======== PASSAGE ========

Watkins Mill High School is located in Gaithersburg, an incorporated city in Montgomery County, Maryland.

The school is named after the Watkins family, who owned a mill on the property. The school's colors are orange and blue.  Watkins Mill is home to such programs as the International Baccalaureate Program, PLTW, and Academy of Finance. Watkins Mill is part of the Montgomery County Public Schools system. The principal is Carol Goddard.
The school opened in 1989 at 269,706 ft² with a 28,140 ft² addition in 1994 and a 3,733 ft² in 1999 with 300 ft² of renovation.  The school now encompasses 301,579 ft².

Demographics
According to the Montgomery County Public Schools regulatory accountability report, the ethnic demographic breakdown of students is:

Ethnicity
 African American: 29.8%
 Hispanic: 50.2%
 Non-Hispanic White: 7.7%
 Asian: 8.0%
 American Indian/Alaska native: <5%
 Native Hawaiian or other Pacific islander: <5%

Services
 Students receiving free and reduced-price meals (FARMS): 50.2%
 English for speakers of other languages (ESOL): 24.2%
 Students receiving special education services: 11.9%

Sports

Watkins Mill High School offers the following sports:

Baseball (boys)

======== GIVEN INFORMATION ========

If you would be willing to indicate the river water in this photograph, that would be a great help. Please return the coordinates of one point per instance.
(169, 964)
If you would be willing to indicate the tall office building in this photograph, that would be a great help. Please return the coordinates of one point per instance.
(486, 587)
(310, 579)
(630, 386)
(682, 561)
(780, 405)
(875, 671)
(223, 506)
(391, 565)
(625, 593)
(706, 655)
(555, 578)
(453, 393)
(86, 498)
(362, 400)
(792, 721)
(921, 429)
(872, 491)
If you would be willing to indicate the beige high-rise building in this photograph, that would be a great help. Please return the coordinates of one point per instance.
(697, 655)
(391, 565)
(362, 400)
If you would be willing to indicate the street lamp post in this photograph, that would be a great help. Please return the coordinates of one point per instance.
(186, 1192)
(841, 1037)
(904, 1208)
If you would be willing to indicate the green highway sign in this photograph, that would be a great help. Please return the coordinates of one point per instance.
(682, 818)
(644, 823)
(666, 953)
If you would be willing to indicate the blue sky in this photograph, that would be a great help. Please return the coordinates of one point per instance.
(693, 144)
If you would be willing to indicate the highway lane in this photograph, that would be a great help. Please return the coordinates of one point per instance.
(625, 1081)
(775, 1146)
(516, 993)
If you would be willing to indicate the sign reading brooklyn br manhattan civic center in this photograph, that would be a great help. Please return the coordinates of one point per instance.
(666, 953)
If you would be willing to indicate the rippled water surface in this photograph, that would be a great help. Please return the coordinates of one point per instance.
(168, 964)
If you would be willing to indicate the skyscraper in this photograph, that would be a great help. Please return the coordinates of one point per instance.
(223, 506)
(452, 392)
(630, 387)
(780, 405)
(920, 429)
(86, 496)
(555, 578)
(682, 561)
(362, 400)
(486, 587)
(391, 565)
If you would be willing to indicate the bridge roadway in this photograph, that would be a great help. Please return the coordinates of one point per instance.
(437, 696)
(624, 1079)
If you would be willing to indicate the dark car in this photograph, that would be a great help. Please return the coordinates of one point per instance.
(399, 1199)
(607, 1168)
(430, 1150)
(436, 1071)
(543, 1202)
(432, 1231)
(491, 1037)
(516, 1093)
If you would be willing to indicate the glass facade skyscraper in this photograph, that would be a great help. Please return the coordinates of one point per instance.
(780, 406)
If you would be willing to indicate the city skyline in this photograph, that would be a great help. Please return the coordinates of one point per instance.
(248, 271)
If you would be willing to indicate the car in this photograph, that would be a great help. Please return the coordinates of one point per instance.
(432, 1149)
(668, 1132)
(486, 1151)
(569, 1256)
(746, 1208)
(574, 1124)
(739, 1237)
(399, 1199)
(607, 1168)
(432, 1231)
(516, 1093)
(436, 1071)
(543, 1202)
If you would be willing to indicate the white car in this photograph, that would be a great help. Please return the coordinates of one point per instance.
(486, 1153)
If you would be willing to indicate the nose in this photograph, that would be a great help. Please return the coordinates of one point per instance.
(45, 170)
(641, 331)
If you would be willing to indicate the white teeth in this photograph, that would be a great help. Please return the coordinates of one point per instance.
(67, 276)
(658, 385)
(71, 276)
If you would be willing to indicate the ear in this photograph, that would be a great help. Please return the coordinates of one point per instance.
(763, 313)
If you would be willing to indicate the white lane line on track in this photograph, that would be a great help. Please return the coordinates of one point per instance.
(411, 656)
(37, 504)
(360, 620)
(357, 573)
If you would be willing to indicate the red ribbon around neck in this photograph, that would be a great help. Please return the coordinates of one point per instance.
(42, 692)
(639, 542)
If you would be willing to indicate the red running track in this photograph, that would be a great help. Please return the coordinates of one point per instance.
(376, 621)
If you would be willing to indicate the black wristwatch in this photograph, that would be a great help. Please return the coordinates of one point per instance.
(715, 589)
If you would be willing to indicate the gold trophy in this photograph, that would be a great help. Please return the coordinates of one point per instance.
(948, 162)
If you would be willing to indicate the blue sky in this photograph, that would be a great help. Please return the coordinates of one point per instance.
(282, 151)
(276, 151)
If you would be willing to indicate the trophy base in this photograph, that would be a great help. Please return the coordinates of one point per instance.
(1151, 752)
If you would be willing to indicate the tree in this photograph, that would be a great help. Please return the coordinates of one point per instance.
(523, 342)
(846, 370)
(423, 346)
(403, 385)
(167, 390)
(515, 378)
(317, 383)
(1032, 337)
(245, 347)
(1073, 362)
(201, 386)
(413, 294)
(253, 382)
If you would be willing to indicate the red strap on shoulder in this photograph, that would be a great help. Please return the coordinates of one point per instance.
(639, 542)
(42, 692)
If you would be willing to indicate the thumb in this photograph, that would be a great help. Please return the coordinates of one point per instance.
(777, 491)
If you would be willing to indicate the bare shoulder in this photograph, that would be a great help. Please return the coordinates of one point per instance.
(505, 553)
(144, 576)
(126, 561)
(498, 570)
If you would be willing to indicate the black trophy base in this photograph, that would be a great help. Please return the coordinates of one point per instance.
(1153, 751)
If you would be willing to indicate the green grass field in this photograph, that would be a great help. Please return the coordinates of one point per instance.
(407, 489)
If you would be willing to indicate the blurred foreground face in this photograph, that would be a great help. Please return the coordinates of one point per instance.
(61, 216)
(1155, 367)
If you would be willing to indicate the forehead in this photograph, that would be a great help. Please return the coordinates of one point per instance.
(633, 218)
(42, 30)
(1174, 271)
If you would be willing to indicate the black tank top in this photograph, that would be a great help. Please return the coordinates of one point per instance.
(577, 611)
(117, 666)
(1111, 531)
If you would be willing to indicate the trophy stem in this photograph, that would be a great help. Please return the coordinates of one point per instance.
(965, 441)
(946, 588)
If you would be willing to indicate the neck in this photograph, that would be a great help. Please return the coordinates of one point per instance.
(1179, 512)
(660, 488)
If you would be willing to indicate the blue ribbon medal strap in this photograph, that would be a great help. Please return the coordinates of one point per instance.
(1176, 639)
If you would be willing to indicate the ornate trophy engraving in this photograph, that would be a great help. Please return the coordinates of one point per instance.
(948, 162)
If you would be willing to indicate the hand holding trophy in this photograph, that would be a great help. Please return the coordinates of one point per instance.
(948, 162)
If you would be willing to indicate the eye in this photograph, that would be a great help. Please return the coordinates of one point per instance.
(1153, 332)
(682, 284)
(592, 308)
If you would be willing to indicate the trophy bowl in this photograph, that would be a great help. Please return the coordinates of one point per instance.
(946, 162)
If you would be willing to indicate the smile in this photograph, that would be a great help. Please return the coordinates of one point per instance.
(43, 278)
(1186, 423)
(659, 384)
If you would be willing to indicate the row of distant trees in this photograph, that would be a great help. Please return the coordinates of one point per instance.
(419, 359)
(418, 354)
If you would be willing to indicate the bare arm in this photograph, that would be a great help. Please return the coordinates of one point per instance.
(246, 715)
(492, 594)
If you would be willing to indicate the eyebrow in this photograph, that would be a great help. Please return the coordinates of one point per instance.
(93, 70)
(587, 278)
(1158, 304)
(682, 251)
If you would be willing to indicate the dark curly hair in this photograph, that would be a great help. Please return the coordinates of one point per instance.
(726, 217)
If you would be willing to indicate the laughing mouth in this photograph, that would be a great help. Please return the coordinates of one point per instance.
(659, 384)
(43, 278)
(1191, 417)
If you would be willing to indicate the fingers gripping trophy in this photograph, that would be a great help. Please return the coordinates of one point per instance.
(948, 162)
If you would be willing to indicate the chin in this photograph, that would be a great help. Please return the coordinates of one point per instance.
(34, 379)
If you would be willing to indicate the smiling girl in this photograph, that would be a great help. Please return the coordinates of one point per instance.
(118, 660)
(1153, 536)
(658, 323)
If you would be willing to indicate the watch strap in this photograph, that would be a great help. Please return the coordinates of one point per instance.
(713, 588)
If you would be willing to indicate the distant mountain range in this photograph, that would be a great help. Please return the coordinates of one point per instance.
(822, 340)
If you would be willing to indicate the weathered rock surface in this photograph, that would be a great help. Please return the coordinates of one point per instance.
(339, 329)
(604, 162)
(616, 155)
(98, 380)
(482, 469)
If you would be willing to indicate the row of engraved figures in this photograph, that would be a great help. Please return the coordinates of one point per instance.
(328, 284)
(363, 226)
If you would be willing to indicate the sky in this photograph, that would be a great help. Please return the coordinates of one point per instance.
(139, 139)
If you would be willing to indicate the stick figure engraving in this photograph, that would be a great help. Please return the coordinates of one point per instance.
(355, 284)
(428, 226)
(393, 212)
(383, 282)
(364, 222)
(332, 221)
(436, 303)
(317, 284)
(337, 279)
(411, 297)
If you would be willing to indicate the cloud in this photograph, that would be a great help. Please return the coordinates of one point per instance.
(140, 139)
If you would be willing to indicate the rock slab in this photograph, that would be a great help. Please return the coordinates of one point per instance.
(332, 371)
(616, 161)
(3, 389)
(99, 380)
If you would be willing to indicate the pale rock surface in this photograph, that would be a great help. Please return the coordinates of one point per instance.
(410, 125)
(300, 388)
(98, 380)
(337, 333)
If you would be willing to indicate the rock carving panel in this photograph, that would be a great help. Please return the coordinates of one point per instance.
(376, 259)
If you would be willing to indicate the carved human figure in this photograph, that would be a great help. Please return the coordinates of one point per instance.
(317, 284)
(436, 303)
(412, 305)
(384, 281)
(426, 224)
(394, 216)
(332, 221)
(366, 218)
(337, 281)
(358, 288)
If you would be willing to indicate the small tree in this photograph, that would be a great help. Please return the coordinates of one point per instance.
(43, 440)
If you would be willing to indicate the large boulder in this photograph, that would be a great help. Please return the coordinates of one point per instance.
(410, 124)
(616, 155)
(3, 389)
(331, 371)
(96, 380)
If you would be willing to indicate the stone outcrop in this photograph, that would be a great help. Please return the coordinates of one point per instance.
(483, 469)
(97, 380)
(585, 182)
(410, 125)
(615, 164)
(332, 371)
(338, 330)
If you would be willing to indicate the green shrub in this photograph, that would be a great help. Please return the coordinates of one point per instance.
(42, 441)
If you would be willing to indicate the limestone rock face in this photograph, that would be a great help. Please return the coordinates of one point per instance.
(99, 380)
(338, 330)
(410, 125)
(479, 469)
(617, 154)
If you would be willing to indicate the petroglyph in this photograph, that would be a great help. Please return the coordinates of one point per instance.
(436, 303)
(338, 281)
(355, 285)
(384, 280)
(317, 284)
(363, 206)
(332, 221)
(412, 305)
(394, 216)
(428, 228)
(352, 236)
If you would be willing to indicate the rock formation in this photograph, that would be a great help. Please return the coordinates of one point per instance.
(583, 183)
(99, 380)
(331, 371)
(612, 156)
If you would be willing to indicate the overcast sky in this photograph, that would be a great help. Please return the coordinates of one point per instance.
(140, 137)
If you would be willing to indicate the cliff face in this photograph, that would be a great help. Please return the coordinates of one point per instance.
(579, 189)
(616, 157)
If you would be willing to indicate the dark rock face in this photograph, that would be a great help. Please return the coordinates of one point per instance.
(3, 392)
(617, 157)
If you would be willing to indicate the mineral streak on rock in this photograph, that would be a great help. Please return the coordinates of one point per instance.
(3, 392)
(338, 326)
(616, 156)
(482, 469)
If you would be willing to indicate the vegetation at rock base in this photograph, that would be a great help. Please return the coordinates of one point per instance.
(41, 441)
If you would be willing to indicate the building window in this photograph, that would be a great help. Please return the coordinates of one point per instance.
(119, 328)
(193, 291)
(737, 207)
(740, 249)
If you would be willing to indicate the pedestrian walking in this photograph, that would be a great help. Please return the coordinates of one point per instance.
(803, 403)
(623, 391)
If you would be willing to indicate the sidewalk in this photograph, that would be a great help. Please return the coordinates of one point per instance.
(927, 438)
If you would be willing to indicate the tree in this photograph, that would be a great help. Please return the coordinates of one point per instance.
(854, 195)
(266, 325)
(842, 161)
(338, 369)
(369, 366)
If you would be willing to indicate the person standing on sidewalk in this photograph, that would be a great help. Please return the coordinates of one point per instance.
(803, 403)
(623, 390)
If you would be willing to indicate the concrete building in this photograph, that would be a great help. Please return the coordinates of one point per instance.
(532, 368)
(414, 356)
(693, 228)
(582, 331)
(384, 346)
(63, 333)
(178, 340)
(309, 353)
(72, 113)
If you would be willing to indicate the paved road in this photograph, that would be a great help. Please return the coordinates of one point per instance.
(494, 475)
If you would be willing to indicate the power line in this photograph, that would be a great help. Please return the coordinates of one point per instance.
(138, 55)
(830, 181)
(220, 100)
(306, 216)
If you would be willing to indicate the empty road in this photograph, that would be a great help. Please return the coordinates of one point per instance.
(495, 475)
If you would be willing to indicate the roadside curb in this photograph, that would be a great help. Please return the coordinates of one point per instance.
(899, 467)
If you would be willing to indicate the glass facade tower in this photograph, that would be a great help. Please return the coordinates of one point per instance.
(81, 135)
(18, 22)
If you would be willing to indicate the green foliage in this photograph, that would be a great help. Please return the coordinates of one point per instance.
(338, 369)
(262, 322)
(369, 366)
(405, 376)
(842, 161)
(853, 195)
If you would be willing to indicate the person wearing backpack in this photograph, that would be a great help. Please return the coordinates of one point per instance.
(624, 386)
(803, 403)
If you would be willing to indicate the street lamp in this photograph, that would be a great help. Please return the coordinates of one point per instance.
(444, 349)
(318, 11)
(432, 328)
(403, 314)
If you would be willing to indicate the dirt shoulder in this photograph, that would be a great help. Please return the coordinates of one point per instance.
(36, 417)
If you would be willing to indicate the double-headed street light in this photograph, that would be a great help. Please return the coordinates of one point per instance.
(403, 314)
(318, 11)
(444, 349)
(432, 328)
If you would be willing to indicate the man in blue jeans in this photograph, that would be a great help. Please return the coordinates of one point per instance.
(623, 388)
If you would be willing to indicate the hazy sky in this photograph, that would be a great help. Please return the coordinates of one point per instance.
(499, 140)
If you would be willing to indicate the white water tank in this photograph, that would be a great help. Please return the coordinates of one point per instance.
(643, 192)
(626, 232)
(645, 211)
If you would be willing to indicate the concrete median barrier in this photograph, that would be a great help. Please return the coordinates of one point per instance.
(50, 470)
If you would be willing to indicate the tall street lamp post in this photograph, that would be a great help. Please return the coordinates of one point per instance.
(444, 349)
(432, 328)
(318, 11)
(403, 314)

========

◆ **TO BE DONE**
Can you repeat, word for word, the stretch of the Watkins Mill High School passage above that begins with the words "The school opened" and ends with "now encompasses 301,579 ft²."?

◆ **RESULT**
The school opened in 1989 at 269,706 ft² with a 28,140 ft² addition in 1994 and a 3,733 ft² in 1999 with 300 ft² of renovation.  The school now encompasses 301,579 ft².